*What you should do*. Update the honey article passage from "According to Scarlett, some" to "begins this spring.", replacing "hives" with "beehives".

*Excerpt*.
....
Cases of fraud in honey imports could spike, expert warns
Canada’s honey market is buzzing, but is it in trouble?
COVID-19 impacts could open the door for fake honey in Canada, according to one B.C. honey producer.
Peter Awram, CEO of Worker Bee Honey, a honey farm in B.C., worries that increasing demand for honey by Canadians, coupled with production problems in Canada, and the impulse to open markets as quickly as possible post-COVID-19 could mean more fake honey coming in than before.
Adulterated or “fake” honey is lucrative, since the recipe usually goes: part real honey, part cheap filler (like rice syrup), which means counterfeiters can sell larger quantities.
“I expect us to see huge increases of fraud,” Awram said. “Despite the fact that Canada produces far more honey than it consumes, we’re still seeing the stuff [fake honey] coming to the country.”
The Canadian Food Inspection Agency 2019-2020 report on honey authenticity documented that 13 percent of honey tested was adulterated, and almost all the fake honey was imported.
“The price of rice syrup and all these contaminants, it hasn’t jumped nearly as much,” said Awram. “So, you know, there’s more money to be made and when there’s money to be made people will find ways.”
The whole situation is a concern since the demand for honey has gone up during the pandemic. But, while Canadians were running for the honey aisle last spring, local honey producers were struggling with labour shortages and bad weather.
Cold weather, COVID-19 disruptions drive down honey supply
Most of Canada’s honey comes from Canada. But last summer’s bad weather and COVID-19 disruptions could mean less local honey than before.
“For honey production [season], it was really short,” said Rod Scarlett, director of the Canadian Honey Council. “For the most part across most of Canada, it was cool and then really hot for about two weeks then it cooled down again. And so the honey-production season lasted about two weeks.”
Bad weather aside, honey producers faced another setback during last year’s pandemic harvest.
“Disruptions in commercial flights reduced the supply of queens and package bees, which prevented some beekeepers from restoring their colonies following high winter losses,” according to a recently released 2020 Statistics Canada report on honey production.
Labour shortages hurt honey producers
In addition to a lack of bees, COVID-19 travel restrictions caused labour shortages across the agricultural industry in the fall. Honey producers rely on foreign farm workers to do crucial beekeeping work before the winter to keep bee colonies from dying. The effects of improper winterization — a delicate process that prevents nasty mite infestations from killing bee colonies in cold weather — could mean fewer bees, and less honey, in the coming season.
“The expectation from a number of beekeepers is that they’ll have higher losses because of higher mite counts,” Scarlett said.
According to Scarlett, some honey producers might have improperly winterized hives because COVID-19 restrictions last summer meant the skilled labourers who usually come from abroad to do beekeeping work, couldn’t. Honey producers won’t know how many bee colonies survived until pollination begins this spring.
....
*Records provided*.
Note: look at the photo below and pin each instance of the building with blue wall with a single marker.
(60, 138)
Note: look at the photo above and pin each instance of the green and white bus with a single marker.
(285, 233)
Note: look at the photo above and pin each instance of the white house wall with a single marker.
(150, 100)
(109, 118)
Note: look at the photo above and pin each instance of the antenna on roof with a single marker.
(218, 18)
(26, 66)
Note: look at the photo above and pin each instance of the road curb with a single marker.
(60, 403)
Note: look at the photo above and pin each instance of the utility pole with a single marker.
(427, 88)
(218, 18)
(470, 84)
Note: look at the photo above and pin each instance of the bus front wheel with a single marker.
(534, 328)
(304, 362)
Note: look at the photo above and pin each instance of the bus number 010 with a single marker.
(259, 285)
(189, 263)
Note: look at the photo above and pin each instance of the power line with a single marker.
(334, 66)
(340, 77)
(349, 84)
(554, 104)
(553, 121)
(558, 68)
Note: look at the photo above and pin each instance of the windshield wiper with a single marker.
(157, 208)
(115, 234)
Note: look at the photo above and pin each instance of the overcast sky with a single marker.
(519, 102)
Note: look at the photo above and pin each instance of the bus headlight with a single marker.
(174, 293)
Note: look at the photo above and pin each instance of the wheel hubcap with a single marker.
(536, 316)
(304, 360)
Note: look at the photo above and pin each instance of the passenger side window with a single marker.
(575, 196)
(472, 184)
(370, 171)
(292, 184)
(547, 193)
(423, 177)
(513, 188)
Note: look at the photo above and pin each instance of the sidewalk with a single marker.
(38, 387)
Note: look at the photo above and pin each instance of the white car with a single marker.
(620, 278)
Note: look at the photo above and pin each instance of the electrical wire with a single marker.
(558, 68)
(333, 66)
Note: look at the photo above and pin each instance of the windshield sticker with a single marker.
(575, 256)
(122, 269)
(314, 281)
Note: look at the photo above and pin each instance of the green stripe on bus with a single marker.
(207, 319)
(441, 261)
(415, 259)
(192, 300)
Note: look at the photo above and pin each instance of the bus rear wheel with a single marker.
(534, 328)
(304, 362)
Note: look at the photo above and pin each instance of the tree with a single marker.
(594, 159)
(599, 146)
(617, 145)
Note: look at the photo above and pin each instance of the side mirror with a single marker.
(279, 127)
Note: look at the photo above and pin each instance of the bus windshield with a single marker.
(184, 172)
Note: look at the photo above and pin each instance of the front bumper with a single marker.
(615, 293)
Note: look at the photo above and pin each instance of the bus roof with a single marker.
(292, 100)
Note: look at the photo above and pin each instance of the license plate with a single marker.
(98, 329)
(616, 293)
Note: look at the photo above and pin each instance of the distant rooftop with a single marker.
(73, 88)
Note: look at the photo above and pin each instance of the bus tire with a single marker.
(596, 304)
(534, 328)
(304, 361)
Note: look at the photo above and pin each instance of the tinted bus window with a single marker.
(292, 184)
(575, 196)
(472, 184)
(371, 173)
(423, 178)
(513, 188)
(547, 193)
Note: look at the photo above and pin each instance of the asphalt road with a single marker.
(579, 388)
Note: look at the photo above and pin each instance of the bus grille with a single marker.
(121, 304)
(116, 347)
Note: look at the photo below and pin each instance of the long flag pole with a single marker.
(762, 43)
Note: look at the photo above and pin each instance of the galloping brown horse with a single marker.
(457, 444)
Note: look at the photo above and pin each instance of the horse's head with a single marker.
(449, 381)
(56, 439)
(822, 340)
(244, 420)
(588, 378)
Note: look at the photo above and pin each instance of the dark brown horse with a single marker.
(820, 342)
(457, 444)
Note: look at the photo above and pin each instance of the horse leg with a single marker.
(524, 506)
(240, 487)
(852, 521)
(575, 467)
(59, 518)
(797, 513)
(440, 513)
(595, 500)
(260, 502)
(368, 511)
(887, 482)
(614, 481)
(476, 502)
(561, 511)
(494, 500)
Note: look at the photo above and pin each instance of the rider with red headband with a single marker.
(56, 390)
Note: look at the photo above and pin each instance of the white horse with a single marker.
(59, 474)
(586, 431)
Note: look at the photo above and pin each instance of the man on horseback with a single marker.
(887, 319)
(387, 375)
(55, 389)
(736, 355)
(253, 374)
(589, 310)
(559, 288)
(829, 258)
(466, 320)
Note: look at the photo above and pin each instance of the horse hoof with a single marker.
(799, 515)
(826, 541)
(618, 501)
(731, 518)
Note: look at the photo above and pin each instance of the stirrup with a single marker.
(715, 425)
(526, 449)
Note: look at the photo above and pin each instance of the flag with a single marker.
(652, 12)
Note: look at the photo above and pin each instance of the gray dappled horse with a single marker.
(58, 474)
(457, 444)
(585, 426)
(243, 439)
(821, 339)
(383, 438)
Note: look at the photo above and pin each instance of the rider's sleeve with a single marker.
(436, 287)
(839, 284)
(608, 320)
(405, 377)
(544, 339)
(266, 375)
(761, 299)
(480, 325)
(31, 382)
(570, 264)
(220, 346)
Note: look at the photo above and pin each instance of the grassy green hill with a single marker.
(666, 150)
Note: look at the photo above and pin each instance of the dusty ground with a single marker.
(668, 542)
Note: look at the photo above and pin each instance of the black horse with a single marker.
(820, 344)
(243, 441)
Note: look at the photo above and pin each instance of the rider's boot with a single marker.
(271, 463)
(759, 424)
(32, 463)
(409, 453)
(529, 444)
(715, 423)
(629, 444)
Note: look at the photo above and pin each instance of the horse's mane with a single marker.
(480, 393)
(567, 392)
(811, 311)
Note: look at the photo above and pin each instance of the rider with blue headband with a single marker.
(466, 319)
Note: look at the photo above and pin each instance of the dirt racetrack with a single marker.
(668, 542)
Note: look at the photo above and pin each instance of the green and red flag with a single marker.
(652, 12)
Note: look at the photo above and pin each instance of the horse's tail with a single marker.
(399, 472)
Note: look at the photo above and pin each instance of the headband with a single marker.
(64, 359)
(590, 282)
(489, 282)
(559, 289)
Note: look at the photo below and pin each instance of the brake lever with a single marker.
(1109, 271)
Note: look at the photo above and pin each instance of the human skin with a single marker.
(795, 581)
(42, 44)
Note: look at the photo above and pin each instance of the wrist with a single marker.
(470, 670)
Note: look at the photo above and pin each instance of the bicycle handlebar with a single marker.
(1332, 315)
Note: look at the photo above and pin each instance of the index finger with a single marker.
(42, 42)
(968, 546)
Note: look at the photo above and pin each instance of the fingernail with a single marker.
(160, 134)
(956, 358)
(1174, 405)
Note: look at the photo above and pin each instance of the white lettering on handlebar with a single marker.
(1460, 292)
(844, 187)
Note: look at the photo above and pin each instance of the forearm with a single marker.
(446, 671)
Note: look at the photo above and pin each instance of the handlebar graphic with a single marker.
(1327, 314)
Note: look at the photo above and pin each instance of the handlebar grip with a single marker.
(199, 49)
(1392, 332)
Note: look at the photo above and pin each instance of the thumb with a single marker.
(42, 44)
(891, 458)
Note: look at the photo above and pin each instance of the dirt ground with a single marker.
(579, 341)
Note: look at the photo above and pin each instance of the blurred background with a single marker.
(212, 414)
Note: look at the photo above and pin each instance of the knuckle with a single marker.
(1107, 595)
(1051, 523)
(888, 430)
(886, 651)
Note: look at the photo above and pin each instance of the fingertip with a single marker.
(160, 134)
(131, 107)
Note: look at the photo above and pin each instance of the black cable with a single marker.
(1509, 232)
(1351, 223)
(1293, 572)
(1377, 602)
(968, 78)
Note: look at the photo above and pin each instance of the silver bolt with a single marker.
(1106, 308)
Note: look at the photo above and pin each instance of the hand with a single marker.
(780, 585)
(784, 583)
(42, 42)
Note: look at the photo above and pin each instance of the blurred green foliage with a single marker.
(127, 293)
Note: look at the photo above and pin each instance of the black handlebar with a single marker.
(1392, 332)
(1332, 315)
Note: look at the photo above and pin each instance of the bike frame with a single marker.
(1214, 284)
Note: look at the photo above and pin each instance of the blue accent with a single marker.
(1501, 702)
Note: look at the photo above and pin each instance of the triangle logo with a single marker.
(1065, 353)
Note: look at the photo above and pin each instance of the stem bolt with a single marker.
....
*Answer section*.
According to Scarlett, some honey producers might have improperly winterized beehives because COVID-19 restrictions last summer meant the skilled labourers who usually come from abroad to do beekeeping work, couldn’t. Honey producers won’t know how many bee colonies survived until pollination begins this spring.